抜粋本文>
========
次に減圧乾燥装置1を用いた被塗布部材の処理方法、すなわち基板Aの減圧乾燥方法について説明する。まず前工程で、スリットノズルを使用したスリットコータなどで、塗布液Bが基板Aの上面に均一に所定厚さで塗布される。つぎに図示されていない駆動源を駆動して上蓋2を最上点位置まで上昇させた後に、リフトピンユニット10のエアーシリンダー16を駆動してリフトピン12を最上点位置まで上昇させる。そして基板Aをロボット等により水平搬送して、リフトピン12の最上部13上に基板Aを受け渡す。基板Aがリフトピン12に受け渡されたら、エアーシリンダー16を駆動してリフトピン12を最下点位置まで下降させて、基板Aを支持体50に受け渡す。つづいて、図示されていない駆動源を駆動して上蓋2をシール面8がシール6と十分接触する位置まで下降させる。次に大気開閉バルブ38を閉、真空開閉バルブ34を閉にして、真空ポンプ30を駆動する。真空ポンプ30から真空開閉バルブ34に至る真空配管32の区間が所定の真空度まで減圧されたら、真空開閉バルブ34を開として、密閉空間20の減圧を開始し、所定時間減圧乾燥する。この時に基板Aの下面を支持体50で支持しながら、塗布液の液体成分である溶剤が蒸発していく。溶剤の蒸発が終了して、密閉空間20の真空度が所定の大きさに達したら、真空開閉バルブ34を閉とし、つづいて大気開閉バルブ38を開にする。これによって大気が密閉空間20に導入され、密閉空間20の圧力が大気圧となったら、図示されていない駆動源を駆動して上蓋2を最上点位置まで上昇させる。つづいてリフトピンユニット10のエアーシリンダー16を駆動して、リフトピン12も最上点位置まで上昇させる。この動作によって、基板Aが支持体50からリフトピン12の最上部13に受け渡される。つづいてリフトピン12上にある乾燥が終了して塗布膜が形成されている基板Aを、ロボットによって減圧乾燥装置1外に持ち出し、次工程に搬出する。
【0015】
以上の減圧乾燥時に、支持体50は支持部52で厚さT2が線幅となる線接触にて基板Aを支持しているが、両者間の接触面積が極小となっているために、乾燥時の蒸発潜熱により温度が低下している基板Aへの支持部52からの熱伝達量も極小となる。それによって基板Aの支持部52で支持されている部分の乾燥状況も他の部分とほとんど変わらないために、通常の特性の塗布液を減圧乾燥させるなら、基板Aの支持体50で接触支持されている部分でむらが発生しない。また支持体50は、支持部52と基板Aとの接触部に向かって厚さが段階的にT1からT2へ減少する板状形状であるとともに、適正な先細り形状としているので、支持体50で基板Aに近接する上部59やテーパ部58の面積も極小となる。そのためにテーパ部58と基板Aの間、および上部59と基板Aの間にすきまがあっても、そのすきまを減圧乾燥開始時に空気が通過する時の通過長は極小となり、空気の通過速度もほとんど変化しない。すなわち基板Aの支持体50とのすきま形成部と、基板Aのその他の部分で乾燥状況がほとんど変わらないので、基板Aに近接するテーパ部58や上部59が起因となるいわゆる裏写りによるむらは発生しない。さらにむらが非常に発生しやすい特性の塗布液を減圧乾燥させても、上記の作用により、支持体50の基板Aに接触する部分や基板Aに近接する部分で、製品品質に影響しない極めて軽微なむらにとどめておくことが可能となる。また段階的に減少する厚さT1とT2を適正に選定して最適な板状形状としているので、基板Aとの線接触面積や近接する部分の面積が極小となるにもかかわらず、支持体50に基板Aを十分支持して座屈を生じない剛性をもたせることが可能となっている。
========
データ行>
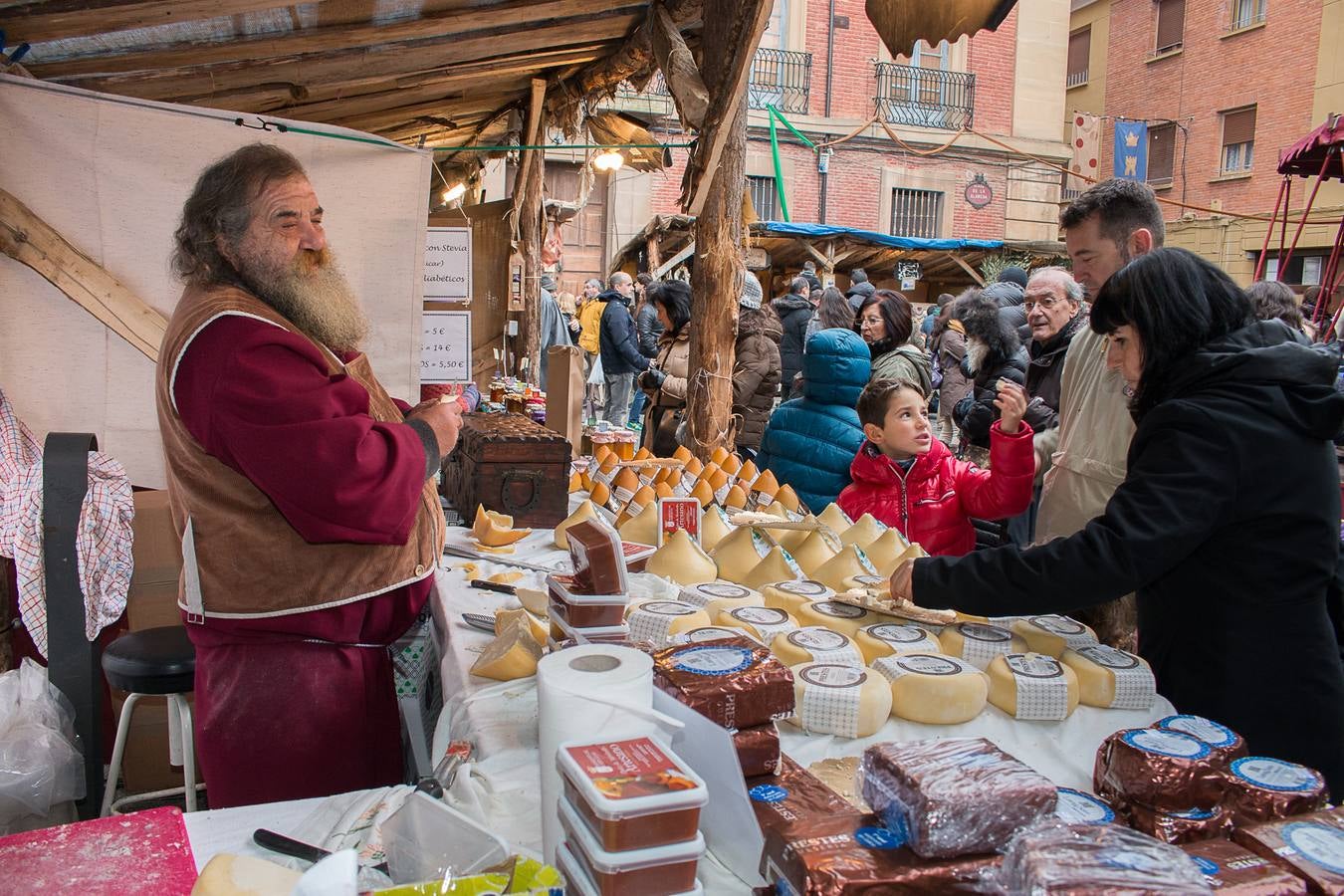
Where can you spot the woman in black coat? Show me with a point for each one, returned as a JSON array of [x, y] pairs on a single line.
========
演習課題>
a – 減圧乾燥装置の文章によると、減圧乾燥時に支持体50は支持部52でどのような接触によって基板Aを支持していますか？
b – 減圧乾燥装置の文章を、最後の文の次から再開して書き進めてください。

課題別解答>
a – 厚さT2が線幅となる線接触で支持しています。

b –
【0016】
以上のように支持体50を使用すれば、減圧乾燥時に支持体50で基板Aを支持することによるむらを発生させない、あるいは製品品質に影響しない極めて軽微なむらにとどめることができる。このことによって基板Aの製品部分でも支持体50で支持可能となって、基板Aのたわみを極小とする位置で基板Aを支持することができるので、基板Aの傾きも極小となる。その結果低粘度の液体材料を使用しても液流れが生じず、基板A上に減圧乾燥後に形成される塗布膜の膜厚を均一にすることができる。
【0017】
なお複数個ある支持体50の減圧乾燥装置1内の配置向きについては、複数個設けられている排気路入口42のうち、各々の支持体50に対して最も近接した位置にある排気路入口42に向かって、各々の支持体50の配置位置から引いた直線と、各胴部54のテーパ角θが形成される面が略平行となる向きに、各々の支持体50を配置することが好ましい。減圧乾燥開始時には空気が複数の排気路40の入口である排気路入口42に向かって流れるが、上記の向きに支持体50が配置されていると、この空気の流れに沿うように各支持体50の胴部54のテーパ角θが形成される面があることになる。これによって空気の流れが支持体50によって妨げられず、支持体50がない部分と空気の流れが変化しないので、空気流れの相違による乾燥状況の違いに起因するむらが発生しない。
【0018】
以上の支持体50による作用と効果は、支持体60、70、80でも同様にしてえられる。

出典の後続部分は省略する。